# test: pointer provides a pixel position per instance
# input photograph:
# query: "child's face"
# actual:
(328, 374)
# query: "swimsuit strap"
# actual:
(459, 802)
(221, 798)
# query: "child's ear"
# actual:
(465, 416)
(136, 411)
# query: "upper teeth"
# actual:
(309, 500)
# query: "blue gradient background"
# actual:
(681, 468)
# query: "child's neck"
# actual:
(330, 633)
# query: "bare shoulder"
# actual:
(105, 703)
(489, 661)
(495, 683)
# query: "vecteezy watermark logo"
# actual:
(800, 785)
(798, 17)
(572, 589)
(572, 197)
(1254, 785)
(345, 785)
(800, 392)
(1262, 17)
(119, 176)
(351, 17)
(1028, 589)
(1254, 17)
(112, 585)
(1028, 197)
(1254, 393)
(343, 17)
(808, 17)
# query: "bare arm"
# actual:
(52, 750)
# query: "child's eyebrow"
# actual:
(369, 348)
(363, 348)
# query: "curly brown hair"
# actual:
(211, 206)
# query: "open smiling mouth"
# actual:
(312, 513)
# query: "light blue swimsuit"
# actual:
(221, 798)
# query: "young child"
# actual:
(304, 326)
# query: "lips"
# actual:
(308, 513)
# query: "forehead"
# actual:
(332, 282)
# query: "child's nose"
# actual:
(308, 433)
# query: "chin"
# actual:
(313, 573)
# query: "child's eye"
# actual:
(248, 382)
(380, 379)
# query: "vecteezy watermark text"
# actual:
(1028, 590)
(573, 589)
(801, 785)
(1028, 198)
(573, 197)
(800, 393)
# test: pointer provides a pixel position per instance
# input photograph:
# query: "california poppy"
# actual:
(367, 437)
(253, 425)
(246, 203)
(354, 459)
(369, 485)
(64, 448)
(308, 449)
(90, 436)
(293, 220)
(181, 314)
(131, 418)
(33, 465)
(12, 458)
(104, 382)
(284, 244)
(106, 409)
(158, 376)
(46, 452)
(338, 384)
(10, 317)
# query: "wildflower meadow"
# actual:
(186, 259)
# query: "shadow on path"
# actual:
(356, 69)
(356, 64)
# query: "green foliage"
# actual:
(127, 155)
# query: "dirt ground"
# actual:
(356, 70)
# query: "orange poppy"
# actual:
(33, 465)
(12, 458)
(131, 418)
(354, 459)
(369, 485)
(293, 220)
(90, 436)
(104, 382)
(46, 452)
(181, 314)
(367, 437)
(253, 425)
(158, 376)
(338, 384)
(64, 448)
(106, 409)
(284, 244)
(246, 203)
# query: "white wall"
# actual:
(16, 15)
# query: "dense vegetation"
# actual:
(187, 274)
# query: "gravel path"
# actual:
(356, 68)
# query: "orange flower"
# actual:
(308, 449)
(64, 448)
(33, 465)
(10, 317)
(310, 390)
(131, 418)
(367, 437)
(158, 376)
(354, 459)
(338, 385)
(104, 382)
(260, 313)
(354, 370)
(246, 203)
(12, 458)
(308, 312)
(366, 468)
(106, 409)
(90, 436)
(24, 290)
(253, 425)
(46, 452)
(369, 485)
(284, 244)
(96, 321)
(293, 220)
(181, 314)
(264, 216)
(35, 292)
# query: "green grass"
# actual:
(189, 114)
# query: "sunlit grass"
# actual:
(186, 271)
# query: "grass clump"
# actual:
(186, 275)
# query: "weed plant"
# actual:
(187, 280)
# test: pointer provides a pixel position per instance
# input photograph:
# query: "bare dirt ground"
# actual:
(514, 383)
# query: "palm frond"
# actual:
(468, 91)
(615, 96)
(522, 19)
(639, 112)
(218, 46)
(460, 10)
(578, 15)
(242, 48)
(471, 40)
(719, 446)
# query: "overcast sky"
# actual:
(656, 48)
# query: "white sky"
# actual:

==============================

— Task details —
Everything in the data above should be output exactly as it stands.

— Output of the task —
# test: pointer provides a pixel position per instance
# input photograph:
# query: "child's face"
# actual:
(328, 374)
# query: "swimsuit strap"
# actual:
(459, 802)
(221, 798)
# query: "child's ear"
# actual:
(465, 416)
(136, 411)
# query: "upper teeth"
# actual:
(309, 500)
# query: "blue gradient background"
# actual:
(681, 468)
# query: "child's neck"
# actual:
(330, 633)
# query: "bare shoulder"
# actual:
(105, 703)
(489, 661)
(495, 683)
# query: "vecteezy watermark logo"
# actual:
(800, 785)
(798, 17)
(572, 589)
(572, 197)
(1254, 785)
(345, 785)
(800, 392)
(1262, 17)
(119, 176)
(351, 17)
(1028, 589)
(1254, 17)
(112, 585)
(1028, 197)
(1254, 393)
(343, 17)
(808, 17)
# query: "bare arm"
# actual:
(52, 750)
# query: "child's eyebrow"
# actual:
(369, 348)
(363, 348)
# query: "curly brown hair"
# actual:
(211, 206)
# query: "open smiling mouth"
# actual:
(312, 513)
# query: "light blue swimsuit"
# actual:
(221, 798)
# query: "young child"
# actual:
(304, 326)
# query: "lips"
# actual:
(308, 513)
# query: "forehead"
# actual:
(332, 282)
# query: "child's nose"
# actual:
(308, 433)
# query: "chin"
# actual:
(313, 573)
# query: "child's eye"
# actual:
(248, 382)
(380, 379)
# query: "vecteezy watermark text"
# actual:
(1028, 590)
(573, 589)
(801, 785)
(1028, 198)
(573, 197)
(800, 393)
# test: pointer provides a pixel position per instance
# input photograph:
# query: "california poppy"
# actual:
(367, 437)
(253, 425)
(246, 203)
(354, 459)
(369, 485)
(64, 448)
(308, 449)
(90, 436)
(293, 220)
(181, 314)
(131, 418)
(33, 465)
(12, 458)
(104, 382)
(284, 244)
(106, 409)
(158, 376)
(46, 452)
(338, 384)
(10, 317)
# query: "wildflower meadow"
# actual:
(186, 259)
# query: "shadow on path"
# actual:
(356, 69)
(356, 64)
# query: "green foliage"
# actual:
(127, 155)
# query: "dirt ground"
# actual:
(356, 70)
# query: "orange poppy"
# actual:
(33, 465)
(12, 458)
(131, 418)
(354, 459)
(369, 485)
(293, 220)
(90, 436)
(104, 382)
(46, 452)
(181, 314)
(367, 437)
(253, 425)
(158, 376)
(338, 384)
(64, 448)
(106, 409)
(284, 244)
(246, 203)
# query: "white wall"
# actual:
(16, 15)
# query: "dense vegetation"
# actual:
(187, 274)
# query: "gravel path"
# actual:
(356, 68)
# query: "orange flower"
# actual:
(308, 449)
(64, 448)
(33, 465)
(10, 317)
(310, 390)
(131, 418)
(367, 437)
(158, 376)
(354, 459)
(338, 385)
(104, 382)
(260, 313)
(354, 370)
(246, 203)
(12, 458)
(308, 312)
(366, 468)
(106, 409)
(90, 436)
(24, 290)
(253, 425)
(46, 452)
(369, 485)
(284, 244)
(96, 321)
(293, 220)
(181, 314)
(264, 216)
(35, 292)
# query: "green grass"
# actual:
(189, 114)
# query: "sunlit grass"
# actual:
(186, 271)
# query: "grass clump"
# actual:
(186, 275)
# query: "weed plant"
# actual:
(187, 280)
# test: pointer provides a pixel position per instance
# input photograph:
# query: "bare dirt ground"
# actual:
(514, 383)
# query: "palm frond"
# actual:
(468, 91)
(615, 96)
(522, 19)
(639, 112)
(218, 46)
(460, 10)
(578, 15)
(242, 48)
(471, 40)
(719, 446)
# query: "overcast sky"
# actual:
(656, 48)
# query: "white sky"
# actual:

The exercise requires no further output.